In der Hauptschule Sechshauser Straße durften die dritten Klassen auf Schullandwochen fahren. Unsere Klassenlehrerin erreichte, dass wir bereits in der 2. Klasse nach St. Anton an der Jessnitz fahren und vier Wochen auf Schloss Lehenhof verbringen konnten. Nachdem diese Aktion damals zum letzten Mal durchgeführt wurde, waren wir Frau Leeb besonders dankbar.
Obwohl St. Anton an der Jessnitz in der russischen Zone lag, bekam jeder von uns Buben im Dezember ein Weihnachtspaket von den Amerikanern. In meinem Packerl waren knöchelhohe braune Schnürschuhe, die nicht drückten. Meine Freude war groß: Neue passende Schuhe waren im Jahr 1951 etwas ganz Besonderes.

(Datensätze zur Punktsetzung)
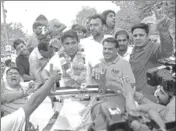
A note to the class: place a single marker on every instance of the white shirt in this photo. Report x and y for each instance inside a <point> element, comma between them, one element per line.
<point>126,56</point>
<point>66,80</point>
<point>93,49</point>
<point>14,122</point>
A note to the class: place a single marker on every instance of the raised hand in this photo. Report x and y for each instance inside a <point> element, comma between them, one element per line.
<point>126,86</point>
<point>54,74</point>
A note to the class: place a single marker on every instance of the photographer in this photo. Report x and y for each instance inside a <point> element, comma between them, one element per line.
<point>161,113</point>
<point>140,110</point>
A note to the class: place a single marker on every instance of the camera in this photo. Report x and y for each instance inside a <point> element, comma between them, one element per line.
<point>163,75</point>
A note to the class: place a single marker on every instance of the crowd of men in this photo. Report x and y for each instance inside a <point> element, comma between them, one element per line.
<point>97,54</point>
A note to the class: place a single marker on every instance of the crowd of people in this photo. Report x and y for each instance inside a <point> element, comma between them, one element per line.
<point>97,54</point>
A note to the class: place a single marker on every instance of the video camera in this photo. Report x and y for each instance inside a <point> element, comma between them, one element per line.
<point>163,75</point>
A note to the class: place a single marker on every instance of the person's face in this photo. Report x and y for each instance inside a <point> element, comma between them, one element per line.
<point>22,49</point>
<point>163,97</point>
<point>12,64</point>
<point>96,27</point>
<point>123,42</point>
<point>80,34</point>
<point>140,37</point>
<point>88,24</point>
<point>109,51</point>
<point>13,77</point>
<point>110,20</point>
<point>47,54</point>
<point>38,30</point>
<point>70,45</point>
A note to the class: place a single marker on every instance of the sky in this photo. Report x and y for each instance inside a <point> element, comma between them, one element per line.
<point>26,12</point>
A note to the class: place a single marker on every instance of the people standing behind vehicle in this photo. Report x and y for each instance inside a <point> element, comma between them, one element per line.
<point>125,48</point>
<point>22,60</point>
<point>93,45</point>
<point>145,54</point>
<point>112,67</point>
<point>37,27</point>
<point>38,58</point>
<point>80,30</point>
<point>71,61</point>
<point>109,16</point>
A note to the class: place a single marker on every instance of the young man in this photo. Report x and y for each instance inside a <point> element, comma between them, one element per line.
<point>145,54</point>
<point>80,30</point>
<point>93,44</point>
<point>17,120</point>
<point>71,61</point>
<point>22,60</point>
<point>112,67</point>
<point>109,16</point>
<point>124,47</point>
<point>38,58</point>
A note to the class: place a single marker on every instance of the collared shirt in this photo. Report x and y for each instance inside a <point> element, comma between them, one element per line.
<point>37,63</point>
<point>74,72</point>
<point>22,63</point>
<point>14,122</point>
<point>93,49</point>
<point>126,56</point>
<point>32,42</point>
<point>115,70</point>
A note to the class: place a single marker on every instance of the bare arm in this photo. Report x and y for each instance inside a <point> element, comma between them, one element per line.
<point>38,97</point>
<point>11,96</point>
<point>27,77</point>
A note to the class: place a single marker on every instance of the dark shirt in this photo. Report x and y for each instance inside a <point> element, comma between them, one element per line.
<point>22,63</point>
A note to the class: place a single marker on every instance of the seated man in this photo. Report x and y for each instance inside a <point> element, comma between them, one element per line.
<point>13,93</point>
<point>17,120</point>
<point>71,61</point>
<point>38,58</point>
<point>113,67</point>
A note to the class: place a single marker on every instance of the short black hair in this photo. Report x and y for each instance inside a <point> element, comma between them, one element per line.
<point>69,33</point>
<point>124,32</point>
<point>81,28</point>
<point>43,46</point>
<point>17,42</point>
<point>106,12</point>
<point>36,24</point>
<point>111,40</point>
<point>141,26</point>
<point>12,68</point>
<point>7,62</point>
<point>99,16</point>
<point>74,25</point>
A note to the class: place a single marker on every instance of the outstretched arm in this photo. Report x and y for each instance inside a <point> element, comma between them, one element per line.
<point>41,94</point>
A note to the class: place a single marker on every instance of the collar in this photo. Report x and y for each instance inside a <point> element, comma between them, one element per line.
<point>142,48</point>
<point>112,62</point>
<point>38,55</point>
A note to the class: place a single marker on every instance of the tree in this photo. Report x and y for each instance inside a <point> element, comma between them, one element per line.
<point>83,14</point>
<point>132,12</point>
<point>14,31</point>
<point>128,14</point>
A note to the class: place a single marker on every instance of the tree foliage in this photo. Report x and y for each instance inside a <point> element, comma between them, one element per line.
<point>14,31</point>
<point>128,14</point>
<point>83,14</point>
<point>132,12</point>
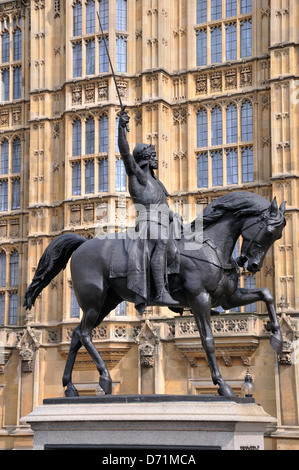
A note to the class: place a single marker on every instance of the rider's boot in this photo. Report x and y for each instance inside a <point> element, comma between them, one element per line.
<point>158,269</point>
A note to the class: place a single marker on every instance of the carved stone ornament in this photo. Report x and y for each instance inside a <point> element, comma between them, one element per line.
<point>27,345</point>
<point>147,339</point>
<point>146,351</point>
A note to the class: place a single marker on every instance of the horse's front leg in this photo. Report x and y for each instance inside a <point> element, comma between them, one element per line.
<point>201,309</point>
<point>248,296</point>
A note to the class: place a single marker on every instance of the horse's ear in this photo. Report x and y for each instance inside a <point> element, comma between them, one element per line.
<point>283,207</point>
<point>274,208</point>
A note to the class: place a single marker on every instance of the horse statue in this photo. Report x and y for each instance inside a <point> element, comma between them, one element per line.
<point>207,276</point>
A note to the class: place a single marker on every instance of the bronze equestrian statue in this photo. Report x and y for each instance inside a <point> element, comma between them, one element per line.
<point>200,279</point>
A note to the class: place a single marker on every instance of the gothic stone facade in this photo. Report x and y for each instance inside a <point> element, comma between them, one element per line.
<point>214,85</point>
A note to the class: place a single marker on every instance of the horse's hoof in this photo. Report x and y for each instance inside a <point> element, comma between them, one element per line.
<point>226,391</point>
<point>276,343</point>
<point>106,385</point>
<point>71,391</point>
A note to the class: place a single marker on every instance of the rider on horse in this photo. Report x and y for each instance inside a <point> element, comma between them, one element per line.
<point>150,199</point>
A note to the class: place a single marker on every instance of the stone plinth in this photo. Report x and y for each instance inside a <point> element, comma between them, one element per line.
<point>157,421</point>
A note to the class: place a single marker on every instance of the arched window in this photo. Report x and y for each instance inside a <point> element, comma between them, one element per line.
<point>216,44</point>
<point>17,83</point>
<point>216,9</point>
<point>201,11</point>
<point>2,308</point>
<point>202,170</point>
<point>121,310</point>
<point>16,156</point>
<point>77,135</point>
<point>89,177</point>
<point>15,194</point>
<point>246,6</point>
<point>103,134</point>
<point>246,38</point>
<point>120,176</point>
<point>201,44</point>
<point>77,19</point>
<point>121,54</point>
<point>4,195</point>
<point>121,15</point>
<point>231,8</point>
<point>216,126</point>
<point>246,121</point>
<point>90,17</point>
<point>2,269</point>
<point>231,124</point>
<point>90,57</point>
<point>232,167</point>
<point>231,41</point>
<point>4,157</point>
<point>5,47</point>
<point>13,308</point>
<point>77,59</point>
<point>247,165</point>
<point>76,179</point>
<point>89,136</point>
<point>103,175</point>
<point>217,169</point>
<point>17,44</point>
<point>14,268</point>
<point>5,85</point>
<point>202,128</point>
<point>104,14</point>
<point>104,61</point>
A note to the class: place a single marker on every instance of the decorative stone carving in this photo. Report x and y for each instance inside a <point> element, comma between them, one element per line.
<point>147,339</point>
<point>246,77</point>
<point>4,118</point>
<point>27,346</point>
<point>77,95</point>
<point>103,91</point>
<point>230,79</point>
<point>89,90</point>
<point>216,81</point>
<point>201,84</point>
<point>146,351</point>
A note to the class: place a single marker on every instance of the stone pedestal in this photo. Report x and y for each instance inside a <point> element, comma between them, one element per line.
<point>149,421</point>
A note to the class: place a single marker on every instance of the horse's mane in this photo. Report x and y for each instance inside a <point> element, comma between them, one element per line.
<point>241,203</point>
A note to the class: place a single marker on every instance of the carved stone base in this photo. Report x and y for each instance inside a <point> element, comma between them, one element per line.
<point>149,420</point>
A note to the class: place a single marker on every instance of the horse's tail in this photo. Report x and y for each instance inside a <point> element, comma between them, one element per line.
<point>53,260</point>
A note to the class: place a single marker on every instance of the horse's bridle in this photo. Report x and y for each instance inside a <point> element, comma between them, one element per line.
<point>261,221</point>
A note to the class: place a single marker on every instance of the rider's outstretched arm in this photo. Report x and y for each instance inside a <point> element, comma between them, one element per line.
<point>124,149</point>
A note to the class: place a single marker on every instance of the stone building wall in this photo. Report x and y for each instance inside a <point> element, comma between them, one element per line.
<point>182,70</point>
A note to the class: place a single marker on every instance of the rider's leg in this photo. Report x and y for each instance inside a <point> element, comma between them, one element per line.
<point>158,268</point>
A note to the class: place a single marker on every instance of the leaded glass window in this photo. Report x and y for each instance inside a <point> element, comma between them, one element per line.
<point>89,136</point>
<point>89,177</point>
<point>77,134</point>
<point>103,175</point>
<point>202,170</point>
<point>201,47</point>
<point>216,44</point>
<point>216,126</point>
<point>202,128</point>
<point>76,179</point>
<point>232,167</point>
<point>231,124</point>
<point>217,169</point>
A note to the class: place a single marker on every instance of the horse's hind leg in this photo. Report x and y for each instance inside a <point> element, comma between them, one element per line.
<point>201,308</point>
<point>90,320</point>
<point>76,344</point>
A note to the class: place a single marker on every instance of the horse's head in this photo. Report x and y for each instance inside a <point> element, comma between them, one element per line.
<point>259,234</point>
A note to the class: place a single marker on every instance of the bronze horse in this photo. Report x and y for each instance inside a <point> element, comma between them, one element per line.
<point>207,278</point>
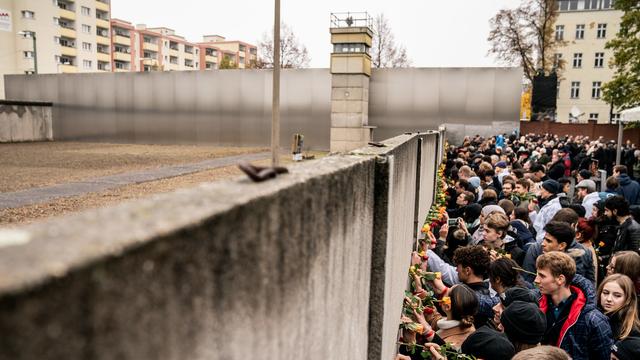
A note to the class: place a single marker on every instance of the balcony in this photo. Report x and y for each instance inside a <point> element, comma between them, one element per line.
<point>103,57</point>
<point>67,32</point>
<point>119,39</point>
<point>102,40</point>
<point>67,14</point>
<point>122,56</point>
<point>66,69</point>
<point>102,23</point>
<point>102,6</point>
<point>150,47</point>
<point>68,51</point>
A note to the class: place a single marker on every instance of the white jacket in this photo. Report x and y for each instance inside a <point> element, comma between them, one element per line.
<point>542,217</point>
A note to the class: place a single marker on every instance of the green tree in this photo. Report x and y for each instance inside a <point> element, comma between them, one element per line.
<point>623,91</point>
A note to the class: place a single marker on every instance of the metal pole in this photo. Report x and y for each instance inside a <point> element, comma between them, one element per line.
<point>620,130</point>
<point>275,112</point>
<point>35,54</point>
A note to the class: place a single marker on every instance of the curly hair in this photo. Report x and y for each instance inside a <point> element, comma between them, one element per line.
<point>475,257</point>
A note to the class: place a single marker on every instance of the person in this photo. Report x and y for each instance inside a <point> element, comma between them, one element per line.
<point>487,343</point>
<point>549,206</point>
<point>587,193</point>
<point>628,188</point>
<point>585,232</point>
<point>544,352</point>
<point>524,324</point>
<point>628,235</point>
<point>460,312</point>
<point>618,301</point>
<point>496,226</point>
<point>560,237</point>
<point>573,322</point>
<point>627,349</point>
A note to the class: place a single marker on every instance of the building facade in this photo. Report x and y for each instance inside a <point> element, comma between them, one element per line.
<point>585,26</point>
<point>74,36</point>
<point>66,35</point>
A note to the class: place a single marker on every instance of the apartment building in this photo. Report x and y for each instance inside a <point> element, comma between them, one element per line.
<point>66,35</point>
<point>586,26</point>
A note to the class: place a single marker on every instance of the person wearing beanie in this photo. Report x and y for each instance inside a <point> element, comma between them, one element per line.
<point>487,343</point>
<point>549,206</point>
<point>627,349</point>
<point>524,324</point>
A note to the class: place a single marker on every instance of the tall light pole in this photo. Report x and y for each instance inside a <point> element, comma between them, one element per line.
<point>35,51</point>
<point>275,111</point>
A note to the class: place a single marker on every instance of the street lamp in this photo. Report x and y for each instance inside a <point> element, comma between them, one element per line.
<point>32,34</point>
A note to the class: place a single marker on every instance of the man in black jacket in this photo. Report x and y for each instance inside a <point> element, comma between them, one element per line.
<point>628,237</point>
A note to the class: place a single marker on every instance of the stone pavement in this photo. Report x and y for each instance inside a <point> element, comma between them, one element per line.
<point>43,194</point>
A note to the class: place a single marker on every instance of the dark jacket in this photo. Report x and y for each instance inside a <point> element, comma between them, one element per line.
<point>585,332</point>
<point>628,236</point>
<point>629,189</point>
<point>584,261</point>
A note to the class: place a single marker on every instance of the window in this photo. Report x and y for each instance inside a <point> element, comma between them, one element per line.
<point>559,32</point>
<point>595,89</point>
<point>615,118</point>
<point>599,62</point>
<point>602,31</point>
<point>557,58</point>
<point>577,60</point>
<point>575,89</point>
<point>580,32</point>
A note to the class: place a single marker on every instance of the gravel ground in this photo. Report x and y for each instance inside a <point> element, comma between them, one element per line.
<point>74,161</point>
<point>29,165</point>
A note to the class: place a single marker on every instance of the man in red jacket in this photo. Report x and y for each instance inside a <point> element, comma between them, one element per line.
<point>573,321</point>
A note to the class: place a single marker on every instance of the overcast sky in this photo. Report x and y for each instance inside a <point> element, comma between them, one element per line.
<point>436,33</point>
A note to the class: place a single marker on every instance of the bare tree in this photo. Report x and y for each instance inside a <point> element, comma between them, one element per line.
<point>526,36</point>
<point>293,54</point>
<point>385,53</point>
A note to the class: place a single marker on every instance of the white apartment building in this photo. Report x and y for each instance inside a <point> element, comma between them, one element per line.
<point>67,37</point>
<point>586,26</point>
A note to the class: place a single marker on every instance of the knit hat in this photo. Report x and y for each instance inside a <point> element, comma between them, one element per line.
<point>487,343</point>
<point>627,349</point>
<point>524,322</point>
<point>587,184</point>
<point>518,293</point>
<point>551,186</point>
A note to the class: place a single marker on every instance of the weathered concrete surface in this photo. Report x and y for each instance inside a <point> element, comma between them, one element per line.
<point>230,270</point>
<point>396,176</point>
<point>24,121</point>
<point>310,265</point>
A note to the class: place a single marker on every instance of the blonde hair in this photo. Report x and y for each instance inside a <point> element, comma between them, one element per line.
<point>629,310</point>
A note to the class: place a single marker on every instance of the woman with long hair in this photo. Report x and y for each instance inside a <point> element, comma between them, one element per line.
<point>618,301</point>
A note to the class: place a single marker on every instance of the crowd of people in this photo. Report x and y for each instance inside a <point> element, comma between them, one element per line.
<point>538,256</point>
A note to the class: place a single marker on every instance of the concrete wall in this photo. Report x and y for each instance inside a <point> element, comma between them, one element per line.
<point>590,129</point>
<point>278,270</point>
<point>25,121</point>
<point>234,107</point>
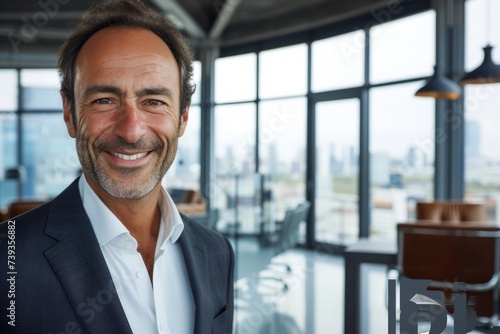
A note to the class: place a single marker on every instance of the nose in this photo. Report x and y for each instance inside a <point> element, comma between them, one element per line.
<point>129,123</point>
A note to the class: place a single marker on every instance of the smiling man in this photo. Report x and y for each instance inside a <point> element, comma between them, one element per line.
<point>111,254</point>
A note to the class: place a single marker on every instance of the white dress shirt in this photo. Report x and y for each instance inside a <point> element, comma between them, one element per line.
<point>164,306</point>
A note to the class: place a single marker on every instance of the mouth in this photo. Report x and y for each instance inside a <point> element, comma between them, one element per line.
<point>129,157</point>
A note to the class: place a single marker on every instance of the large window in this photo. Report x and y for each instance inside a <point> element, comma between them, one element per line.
<point>337,170</point>
<point>235,78</point>
<point>185,170</point>
<point>283,72</point>
<point>338,62</point>
<point>482,167</point>
<point>401,154</point>
<point>282,140</point>
<point>49,159</point>
<point>403,49</point>
<point>8,135</point>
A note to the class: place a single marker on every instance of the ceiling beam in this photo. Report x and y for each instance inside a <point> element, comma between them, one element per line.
<point>190,25</point>
<point>224,17</point>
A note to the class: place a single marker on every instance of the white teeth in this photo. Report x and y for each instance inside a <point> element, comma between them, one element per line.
<point>129,157</point>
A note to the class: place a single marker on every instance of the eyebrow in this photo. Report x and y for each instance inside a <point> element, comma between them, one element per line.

> [Arbeitsaufträge]
• A. Suche alle Zeilen der Datensätze heraus, in denen die Zeichenfolge „black“ vorkommt, und schreibe sie ab. Achte dabei auf Groß- und Kleinschreibung.
• B. Setze den Text über die Schullandwoche im Anschluss an seinen letzten Satz fort.
Der Text über die Schullandwoche und die Datensätze stammen aus verschiedenen Quellen.

> [Lösungen]
• A.
A note to the class: place a single marker on every instance of the short black hair in this photo. Report x and y for each instance inside a <point> element, comma between them, one element per line.
A note to the class: place a single marker on every instance of the man in black jacket in this photo. Report x and y for each instance inside a <point> element, comma between them, one element per line.

• B.
Ich genoss die winterliche Zeit auf Schloss Lehenhof sehr. Wir hatten zwar Unterricht, verbrachten aber auch viel Zeit an der frischen Luft. Jeden Nachmittag spielten wir im Schnee. In der Nähe gab es einen vereisten Hang, über den meine Klassenkameraden stehend rutschten. Mir schien es weniger gefährlich, mich sitzend talwärts zu bewegen. Ich konnte ja nicht voraussehen, dass die Qualität einer Schihose für derartige Unternehmungen nicht stabil genug war. Nach einigen Rutschpartien hatte die Hose auf der Rückseite ein Riesenloch.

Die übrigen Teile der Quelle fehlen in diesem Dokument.